▸ **What the task requires**:
Reproduce every one of the following entries verbatim, line for line.

(Point annotation records)
==================================================

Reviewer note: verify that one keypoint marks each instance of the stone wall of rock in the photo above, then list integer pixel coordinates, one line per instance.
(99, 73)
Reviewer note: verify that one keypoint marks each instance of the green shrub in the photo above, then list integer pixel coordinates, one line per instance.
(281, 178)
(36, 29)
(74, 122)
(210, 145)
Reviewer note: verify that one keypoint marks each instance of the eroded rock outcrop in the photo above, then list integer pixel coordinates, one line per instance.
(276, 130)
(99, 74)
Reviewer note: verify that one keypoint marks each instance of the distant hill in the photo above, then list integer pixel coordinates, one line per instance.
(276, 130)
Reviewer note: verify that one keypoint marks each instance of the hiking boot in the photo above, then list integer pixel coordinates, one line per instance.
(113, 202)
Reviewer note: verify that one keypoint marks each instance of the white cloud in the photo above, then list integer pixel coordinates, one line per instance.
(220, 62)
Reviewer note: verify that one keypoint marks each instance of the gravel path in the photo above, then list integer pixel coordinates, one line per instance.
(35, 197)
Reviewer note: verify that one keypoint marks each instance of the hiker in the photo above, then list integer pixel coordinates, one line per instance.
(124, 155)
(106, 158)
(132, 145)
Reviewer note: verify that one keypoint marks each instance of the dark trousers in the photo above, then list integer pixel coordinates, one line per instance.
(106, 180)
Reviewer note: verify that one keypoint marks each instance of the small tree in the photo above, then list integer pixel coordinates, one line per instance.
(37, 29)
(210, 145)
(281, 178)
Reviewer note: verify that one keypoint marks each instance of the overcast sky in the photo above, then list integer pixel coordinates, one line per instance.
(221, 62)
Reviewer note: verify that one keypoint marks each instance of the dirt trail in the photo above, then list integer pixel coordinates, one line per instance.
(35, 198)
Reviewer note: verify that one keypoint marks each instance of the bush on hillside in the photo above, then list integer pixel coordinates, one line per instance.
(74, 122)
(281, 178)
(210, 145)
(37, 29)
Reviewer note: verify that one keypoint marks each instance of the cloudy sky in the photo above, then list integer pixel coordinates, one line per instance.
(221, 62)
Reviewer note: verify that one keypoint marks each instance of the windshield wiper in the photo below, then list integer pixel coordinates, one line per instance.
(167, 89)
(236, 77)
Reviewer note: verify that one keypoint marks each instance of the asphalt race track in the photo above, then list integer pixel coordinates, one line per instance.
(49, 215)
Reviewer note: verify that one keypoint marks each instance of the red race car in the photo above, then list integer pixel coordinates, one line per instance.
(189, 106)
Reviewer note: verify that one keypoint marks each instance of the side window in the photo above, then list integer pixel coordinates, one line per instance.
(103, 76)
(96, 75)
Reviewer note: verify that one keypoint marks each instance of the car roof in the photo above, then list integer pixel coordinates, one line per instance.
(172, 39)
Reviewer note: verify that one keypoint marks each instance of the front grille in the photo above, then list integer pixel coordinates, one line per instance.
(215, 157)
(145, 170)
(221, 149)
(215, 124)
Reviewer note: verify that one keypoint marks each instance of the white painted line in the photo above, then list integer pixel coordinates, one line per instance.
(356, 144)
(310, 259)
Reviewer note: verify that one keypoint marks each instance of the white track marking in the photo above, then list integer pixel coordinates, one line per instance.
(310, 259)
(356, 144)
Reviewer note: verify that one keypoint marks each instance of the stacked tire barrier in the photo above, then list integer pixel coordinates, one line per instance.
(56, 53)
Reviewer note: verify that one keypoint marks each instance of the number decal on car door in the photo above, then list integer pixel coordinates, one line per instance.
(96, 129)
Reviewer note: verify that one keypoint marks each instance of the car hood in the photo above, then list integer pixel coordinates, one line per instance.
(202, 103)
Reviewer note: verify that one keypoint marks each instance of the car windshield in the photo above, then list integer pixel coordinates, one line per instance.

==================================================

▸ **Correct response**:
Reviewer note: verify that one keypoint marks each instance of the stone wall of rock in the photo above, then list integer pixel coordinates, one line per instance.
(99, 73)
Reviewer note: verify that one keypoint marks each instance of the green shrub in the photo above, then list integer pixel coordinates, one line per instance.
(281, 178)
(36, 29)
(74, 122)
(210, 145)
Reviewer note: verify that one keypoint marks each instance of the eroded rock outcrop in the photo above, then list integer pixel coordinates, one line per instance.
(276, 130)
(99, 74)
Reviewer note: verify that one keypoint marks each instance of the distant hill in the photo above, then list integer pixel coordinates, one line per instance.
(276, 130)
Reviewer note: verify that one keypoint marks each instance of the hiking boot in the photo above, then list integer pixel coordinates, one line per instance.
(113, 202)
Reviewer note: verify that one keypoint marks each instance of the white cloud in the photo above, then list integer pixel coordinates, one line per instance.
(220, 62)
Reviewer note: verify that one keypoint marks each instance of the gravel path in the photo above, then list integer pixel coordinates, one line per instance.
(35, 197)
Reviewer note: verify that one keypoint marks each instance of the hiker in the photo above, then list integer pixel coordinates, one line per instance.
(124, 155)
(106, 158)
(132, 145)
Reviewer note: verify that one keypoint marks each instance of the dark trousers in the photo above, then list integer pixel coordinates, one line per instance.
(106, 180)
Reviewer note: verify that one keypoint marks each instance of the small tree in the photo above, then list integer pixel coordinates, one line per instance.
(37, 29)
(210, 145)
(281, 178)
Reviewer note: verify that one keypoint marks each instance of the overcast sky in the photo above, then list integer pixel coordinates, one line per instance.
(221, 62)
Reviewer note: verify that one keypoint marks each instance of the dirt trail in the photo above, then list integer pixel coordinates, one line per instance.
(35, 198)
Reviewer note: verify that one keypoint marks each instance of the bush on hillside in the photo above, then list integer pixel coordinates, one line per instance.
(74, 122)
(281, 178)
(210, 145)
(37, 29)
Reviewer note: verify that one keypoint marks each instance of the cloudy sky in the photo above, then list integer pixel coordinates, one line per instance.
(221, 62)
Reviewer note: verify that one keypoint marks each instance of the windshield wiper in the photo below, then list integer pixel coordinates, one line per instance.
(167, 89)
(236, 77)
Reviewer note: verify that one keypoint marks each instance of the asphalt race track in the photo above, then list integer pixel coordinates, one line per instance.
(49, 215)
Reviewer note: verify that one keypoint marks each instance of the red race car in the photo above, then list integer pixel coordinates, one line per instance.
(189, 106)
Reviewer note: verify that one keypoint marks each instance of the side window in the photo above, then list integer pixel coordinates, one line per instance.
(103, 76)
(96, 75)
Reviewer note: verify that one keypoint marks each instance of the car roof in the photo above, then list integer pixel coordinates, one line per instance.
(172, 39)
Reviewer note: verify that one keypoint marks each instance of the front grille in the photo above, then list integer pixel coordinates, one line per instance.
(215, 157)
(145, 170)
(221, 149)
(215, 124)
Reviewer note: verify that one keypoint marks each instance of the white painted line in the photo above, then list integer pixel coordinates, one line per instance.
(356, 144)
(310, 259)
Reviewer note: verify that one keypoint marks each instance of the white track marking in the photo above, then list integer pixel coordinates, one line per instance.
(310, 259)
(356, 144)
Reviewer note: verify that one keypoint marks each instance of the stacked tire barrier in the photo above, then list integer pixel coordinates, one line per instance.
(56, 53)
Reviewer note: verify that one keypoint marks each instance of the number decal on car door in the photo above, then list integer pixel coordinates, one line per instance.
(96, 129)
Reviewer note: verify that one keypoint marks each instance of the car hood in the photo above, then list integer pixel coordinates, one line per instance.
(202, 103)
Reviewer note: verify that one keypoint marks each instance of the car windshield in the photo above, then list integer pixel coordinates, one line per instance.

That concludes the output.